Stored dataset items:

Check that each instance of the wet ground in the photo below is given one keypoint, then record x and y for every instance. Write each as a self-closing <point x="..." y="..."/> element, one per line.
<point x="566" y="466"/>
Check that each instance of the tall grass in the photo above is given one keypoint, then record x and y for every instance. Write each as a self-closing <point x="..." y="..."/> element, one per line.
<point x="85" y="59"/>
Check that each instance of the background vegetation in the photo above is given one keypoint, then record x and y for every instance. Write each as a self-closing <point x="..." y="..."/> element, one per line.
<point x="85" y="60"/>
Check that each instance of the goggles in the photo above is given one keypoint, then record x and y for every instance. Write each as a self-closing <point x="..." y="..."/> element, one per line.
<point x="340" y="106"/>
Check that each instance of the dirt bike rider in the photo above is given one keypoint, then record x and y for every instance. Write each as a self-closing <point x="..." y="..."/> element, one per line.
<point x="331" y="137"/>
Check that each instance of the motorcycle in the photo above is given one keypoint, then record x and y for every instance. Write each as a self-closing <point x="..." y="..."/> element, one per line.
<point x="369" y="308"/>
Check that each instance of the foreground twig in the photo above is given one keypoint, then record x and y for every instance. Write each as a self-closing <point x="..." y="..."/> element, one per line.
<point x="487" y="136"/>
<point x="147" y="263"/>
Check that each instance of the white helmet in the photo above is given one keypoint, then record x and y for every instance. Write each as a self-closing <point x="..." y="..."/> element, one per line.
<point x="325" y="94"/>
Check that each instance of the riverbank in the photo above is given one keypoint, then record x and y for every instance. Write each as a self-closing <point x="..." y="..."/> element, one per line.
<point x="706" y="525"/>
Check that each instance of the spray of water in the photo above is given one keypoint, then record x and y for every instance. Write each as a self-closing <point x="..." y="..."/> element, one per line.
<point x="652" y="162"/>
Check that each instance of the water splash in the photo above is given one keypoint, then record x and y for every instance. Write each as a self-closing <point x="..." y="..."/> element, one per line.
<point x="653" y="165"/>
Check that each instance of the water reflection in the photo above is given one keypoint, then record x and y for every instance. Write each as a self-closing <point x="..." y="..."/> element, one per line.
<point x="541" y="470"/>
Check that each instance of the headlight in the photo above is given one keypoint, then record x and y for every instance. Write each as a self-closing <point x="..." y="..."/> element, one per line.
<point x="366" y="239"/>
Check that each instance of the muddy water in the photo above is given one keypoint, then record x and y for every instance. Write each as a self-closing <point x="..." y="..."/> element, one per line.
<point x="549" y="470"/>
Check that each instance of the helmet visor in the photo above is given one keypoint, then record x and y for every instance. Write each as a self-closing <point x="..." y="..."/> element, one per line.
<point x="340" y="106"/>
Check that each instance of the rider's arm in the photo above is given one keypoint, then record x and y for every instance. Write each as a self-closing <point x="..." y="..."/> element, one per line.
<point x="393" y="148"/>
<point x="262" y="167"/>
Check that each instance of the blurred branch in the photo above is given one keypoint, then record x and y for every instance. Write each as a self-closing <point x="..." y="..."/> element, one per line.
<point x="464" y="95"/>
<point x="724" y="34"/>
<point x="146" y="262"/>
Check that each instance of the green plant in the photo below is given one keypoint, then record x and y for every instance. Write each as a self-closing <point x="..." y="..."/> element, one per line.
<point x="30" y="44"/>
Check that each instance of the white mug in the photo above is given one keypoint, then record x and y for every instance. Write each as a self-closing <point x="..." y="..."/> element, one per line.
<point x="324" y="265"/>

» **Exercise brief**
Reproduce every entry, word for word.

» **Solution below**
Check that each instance of the wet ground in the photo below is given one keypoint, then record x and y for every instance. Write each as a self-closing <point x="..." y="..."/> element, one per line.
<point x="566" y="466"/>
Check that each instance of the tall grass in the photo above is given one keypoint, then record x and y for every instance. Write each as a self-closing <point x="..." y="..."/> element, one per line.
<point x="85" y="59"/>
Check that each instance of the background vegetation in the photo above is given one keypoint, then record x and y for every instance. Write each as a self-closing <point x="..." y="..."/> element, one per line.
<point x="85" y="60"/>
Check that each instance of the goggles in the photo above is given one keypoint, then record x and y for every instance. Write each as a self-closing <point x="..." y="..."/> element, one per line.
<point x="340" y="106"/>
Check that each instance of the dirt bike rider in the photo above is given one keypoint, then record x and y for every instance. Write each as a self-closing <point x="..." y="..."/> element, one per line.
<point x="331" y="137"/>
Check that each instance of the motorcycle in the photo above is given one keypoint, then record x and y for every instance. Write each as a self-closing <point x="..." y="..."/> element, one per line.
<point x="369" y="308"/>
Check that each instance of the foreground twig in the photo above is given one keypoint, then record x and y for every instance. Write each as a self-closing <point x="..." y="..."/> element, one per line.
<point x="487" y="136"/>
<point x="147" y="263"/>
Check that each instance of the white helmet in the photo above is given one keypoint, then record x and y for every instance. Write each as a self-closing <point x="..." y="..."/> element, one per line.
<point x="325" y="94"/>
Check that each instance of the riverbank in the photo above is given one keypoint, then record x and y for every instance. Write each as a self-closing <point x="..." y="..."/> element, one per line.
<point x="706" y="525"/>
Check that each instance of the spray of water in the photo above is given one keypoint, then record x and y for every instance. Write each as a self-closing <point x="..." y="..."/> element, one per line.
<point x="652" y="162"/>
Check that each instance of the water splash in the photo above is given one keypoint, then record x and y for every instance. Write each as a self-closing <point x="..." y="..."/> element, one per line.
<point x="653" y="165"/>
Check that each instance of the water reflection in the photo above is given one keypoint, then record x and y for every instance. Write each as a self-closing <point x="..." y="..."/> element, one per line.
<point x="541" y="470"/>
Check that each instance of the headlight in the photo above is given one keypoint, then record x and y for every instance. Write each as a self-closing <point x="..." y="..."/> element, one per line.
<point x="366" y="239"/>
Check that each instance of the muddy water in the photo above is given one keypoint, then record x and y for every instance. Write each as a self-closing <point x="..." y="..."/> element, one per line.
<point x="549" y="470"/>
Check that each instance of the helmet visor in the photo above is given one keypoint, then record x and y for every instance. Write each as a self-closing <point x="..." y="..."/> element, one per line.
<point x="340" y="106"/>
Check that each instance of the rider's arm in the photo above is given one keypoint, then record x and y for every instance. Write each as a self-closing <point x="..." y="..."/> element, one per line.
<point x="393" y="148"/>
<point x="262" y="167"/>
Check that each instance of the blurred branch in the photo above is given one keypoint, then record x and y for every instance. Write each as a self-closing <point x="..." y="..."/> element, one per line.
<point x="464" y="95"/>
<point x="724" y="34"/>
<point x="146" y="262"/>
Check that each instance of the green plant in the photo below is given one keypoint, then record x and y for every instance. Write each as a self-closing <point x="..." y="..."/> element, one per line.
<point x="30" y="44"/>
Check that each instance of the white mug in the photo above is given one keypoint, then record x and y for every instance. Write each as a self-closing <point x="..." y="..."/> element, one per line.
<point x="324" y="265"/>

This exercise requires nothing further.